--- Assignment ---
Would you return the entries exactly, with every line intact?

--- Provided records ---
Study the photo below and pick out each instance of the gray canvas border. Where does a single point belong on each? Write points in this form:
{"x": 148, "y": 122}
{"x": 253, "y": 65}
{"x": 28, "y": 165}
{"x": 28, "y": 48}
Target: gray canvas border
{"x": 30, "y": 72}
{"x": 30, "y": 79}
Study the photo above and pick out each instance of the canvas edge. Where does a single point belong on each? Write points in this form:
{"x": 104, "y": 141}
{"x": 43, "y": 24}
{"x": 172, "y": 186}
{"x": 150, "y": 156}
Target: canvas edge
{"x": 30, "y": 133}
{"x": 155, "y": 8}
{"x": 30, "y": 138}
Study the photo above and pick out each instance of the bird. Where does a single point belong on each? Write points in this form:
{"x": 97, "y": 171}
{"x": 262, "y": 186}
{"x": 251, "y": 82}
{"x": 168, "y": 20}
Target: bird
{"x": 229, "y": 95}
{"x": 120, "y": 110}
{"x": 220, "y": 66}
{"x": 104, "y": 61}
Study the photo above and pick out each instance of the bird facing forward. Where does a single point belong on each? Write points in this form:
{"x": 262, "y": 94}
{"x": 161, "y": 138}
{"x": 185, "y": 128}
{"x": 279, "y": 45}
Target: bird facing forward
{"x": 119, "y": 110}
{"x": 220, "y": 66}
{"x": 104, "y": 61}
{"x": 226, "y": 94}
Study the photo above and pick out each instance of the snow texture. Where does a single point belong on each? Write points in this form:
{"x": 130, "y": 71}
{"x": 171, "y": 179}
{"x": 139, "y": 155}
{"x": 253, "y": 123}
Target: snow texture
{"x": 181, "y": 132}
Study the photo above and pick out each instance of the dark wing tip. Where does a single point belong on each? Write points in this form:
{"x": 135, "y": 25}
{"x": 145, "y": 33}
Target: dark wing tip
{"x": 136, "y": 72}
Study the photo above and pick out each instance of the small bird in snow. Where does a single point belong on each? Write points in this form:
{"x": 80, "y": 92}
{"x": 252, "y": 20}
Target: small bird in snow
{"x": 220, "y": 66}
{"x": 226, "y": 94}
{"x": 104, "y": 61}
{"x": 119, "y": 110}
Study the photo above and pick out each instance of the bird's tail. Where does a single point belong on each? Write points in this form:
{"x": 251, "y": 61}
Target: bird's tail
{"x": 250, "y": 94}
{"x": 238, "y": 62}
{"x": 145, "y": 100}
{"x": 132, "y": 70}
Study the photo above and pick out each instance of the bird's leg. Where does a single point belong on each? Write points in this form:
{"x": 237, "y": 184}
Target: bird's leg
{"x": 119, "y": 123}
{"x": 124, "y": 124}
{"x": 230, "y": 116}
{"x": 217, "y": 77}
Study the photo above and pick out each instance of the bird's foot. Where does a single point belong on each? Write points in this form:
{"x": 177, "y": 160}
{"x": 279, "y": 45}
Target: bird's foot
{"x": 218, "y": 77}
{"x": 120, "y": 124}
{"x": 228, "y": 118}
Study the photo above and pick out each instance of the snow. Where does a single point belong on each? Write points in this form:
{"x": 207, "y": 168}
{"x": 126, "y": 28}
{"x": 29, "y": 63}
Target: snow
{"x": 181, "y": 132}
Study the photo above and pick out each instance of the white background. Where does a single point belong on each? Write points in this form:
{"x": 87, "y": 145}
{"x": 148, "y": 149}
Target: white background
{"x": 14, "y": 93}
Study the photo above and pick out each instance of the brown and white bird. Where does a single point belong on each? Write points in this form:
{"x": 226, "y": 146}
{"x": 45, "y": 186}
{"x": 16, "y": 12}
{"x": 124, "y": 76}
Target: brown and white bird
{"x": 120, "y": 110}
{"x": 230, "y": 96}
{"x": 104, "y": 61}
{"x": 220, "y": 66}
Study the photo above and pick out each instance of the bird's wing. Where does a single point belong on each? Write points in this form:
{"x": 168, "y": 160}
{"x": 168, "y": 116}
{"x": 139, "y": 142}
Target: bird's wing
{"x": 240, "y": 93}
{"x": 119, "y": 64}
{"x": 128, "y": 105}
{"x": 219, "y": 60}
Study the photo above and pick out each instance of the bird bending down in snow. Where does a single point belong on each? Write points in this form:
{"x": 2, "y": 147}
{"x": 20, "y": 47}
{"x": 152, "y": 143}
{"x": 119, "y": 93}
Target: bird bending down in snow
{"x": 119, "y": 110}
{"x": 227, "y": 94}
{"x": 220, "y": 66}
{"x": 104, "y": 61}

--- Exercise answer ---
Study the photo below and pick out each instance of the gray canvas border. Where does a single point belong on each? Write points in this form:
{"x": 148, "y": 122}
{"x": 253, "y": 65}
{"x": 28, "y": 165}
{"x": 28, "y": 48}
Target: gray canvas border
{"x": 30, "y": 72}
{"x": 30, "y": 79}
Study the photo above and pick out each instance of the canvas edge. Where does a single point belong on each? Write points in this form:
{"x": 104, "y": 141}
{"x": 43, "y": 24}
{"x": 172, "y": 186}
{"x": 150, "y": 156}
Target: canvas edge
{"x": 30, "y": 133}
{"x": 155, "y": 8}
{"x": 30, "y": 138}
Study the photo above and pick out each instance of the bird. Where does a single point belong on each? Write points in this form:
{"x": 97, "y": 171}
{"x": 262, "y": 186}
{"x": 251, "y": 82}
{"x": 168, "y": 20}
Target: bird
{"x": 229, "y": 95}
{"x": 120, "y": 110}
{"x": 220, "y": 66}
{"x": 104, "y": 61}
Study the photo above and pick out each instance of the bird facing forward. Where does a single point belong on each? Write points in this form:
{"x": 262, "y": 94}
{"x": 161, "y": 138}
{"x": 185, "y": 128}
{"x": 279, "y": 45}
Target: bird facing forward
{"x": 119, "y": 110}
{"x": 220, "y": 66}
{"x": 104, "y": 61}
{"x": 226, "y": 94}
Study the photo above and pick out each instance of the snow texture. Where does a single point belong on each? Write points in this form:
{"x": 130, "y": 71}
{"x": 171, "y": 179}
{"x": 139, "y": 155}
{"x": 253, "y": 123}
Target: snow texture
{"x": 181, "y": 132}
Study the photo above and pick out each instance of the dark wing tip. Where does a single point belong on each? Write points in this form:
{"x": 135, "y": 25}
{"x": 145, "y": 33}
Target: dark wing tip
{"x": 136, "y": 72}
Study the photo above and pick out each instance of the small bird in snow. Where does a single point belong on each? Write points in this form:
{"x": 80, "y": 92}
{"x": 252, "y": 20}
Target: small bird in snow
{"x": 220, "y": 66}
{"x": 226, "y": 94}
{"x": 104, "y": 61}
{"x": 119, "y": 110}
Study the photo above and pick out each instance of the bird's tail. Where does a single point belong on each? Write points in this form:
{"x": 251, "y": 61}
Target: bird's tail
{"x": 250, "y": 94}
{"x": 238, "y": 62}
{"x": 145, "y": 100}
{"x": 132, "y": 70}
Study the photo above and pick out each instance of the bird's leg. Where does a single point belong on each? Write points in this form:
{"x": 237, "y": 184}
Target: bird's leg
{"x": 119, "y": 123}
{"x": 124, "y": 124}
{"x": 230, "y": 116}
{"x": 217, "y": 77}
Study the photo above and pick out each instance of the bird's foot. Where does a single point belong on each? Write points in this form:
{"x": 177, "y": 160}
{"x": 279, "y": 45}
Target: bird's foot
{"x": 218, "y": 77}
{"x": 120, "y": 124}
{"x": 228, "y": 118}
Study the photo above and pick out each instance of the snow. Where does a single point belong on each? Write points in this form:
{"x": 207, "y": 168}
{"x": 126, "y": 28}
{"x": 29, "y": 63}
Target: snow
{"x": 181, "y": 132}
Study the photo above and pick out each instance of the white background. Where does a single point belong on each? Write points in this form:
{"x": 87, "y": 145}
{"x": 148, "y": 149}
Target: white background
{"x": 14, "y": 93}
Study the photo above and pick out each instance of the brown and white bird. Where does a single point belong on each? Write points in this form:
{"x": 226, "y": 146}
{"x": 45, "y": 186}
{"x": 16, "y": 12}
{"x": 124, "y": 76}
Target: brown and white bird
{"x": 120, "y": 110}
{"x": 230, "y": 96}
{"x": 104, "y": 61}
{"x": 220, "y": 66}
Study the photo above and pick out each instance of the bird's wing. Where does a single point belong on each? Write points in this form:
{"x": 168, "y": 160}
{"x": 168, "y": 116}
{"x": 139, "y": 142}
Target: bird's wing
{"x": 240, "y": 93}
{"x": 119, "y": 64}
{"x": 128, "y": 105}
{"x": 219, "y": 60}
Study the photo above and pick out each instance of the bird bending down in snow. Where does a single point belong on each? Write points in this form:
{"x": 2, "y": 147}
{"x": 20, "y": 47}
{"x": 152, "y": 143}
{"x": 119, "y": 93}
Target: bird bending down in snow
{"x": 119, "y": 110}
{"x": 227, "y": 94}
{"x": 220, "y": 66}
{"x": 104, "y": 61}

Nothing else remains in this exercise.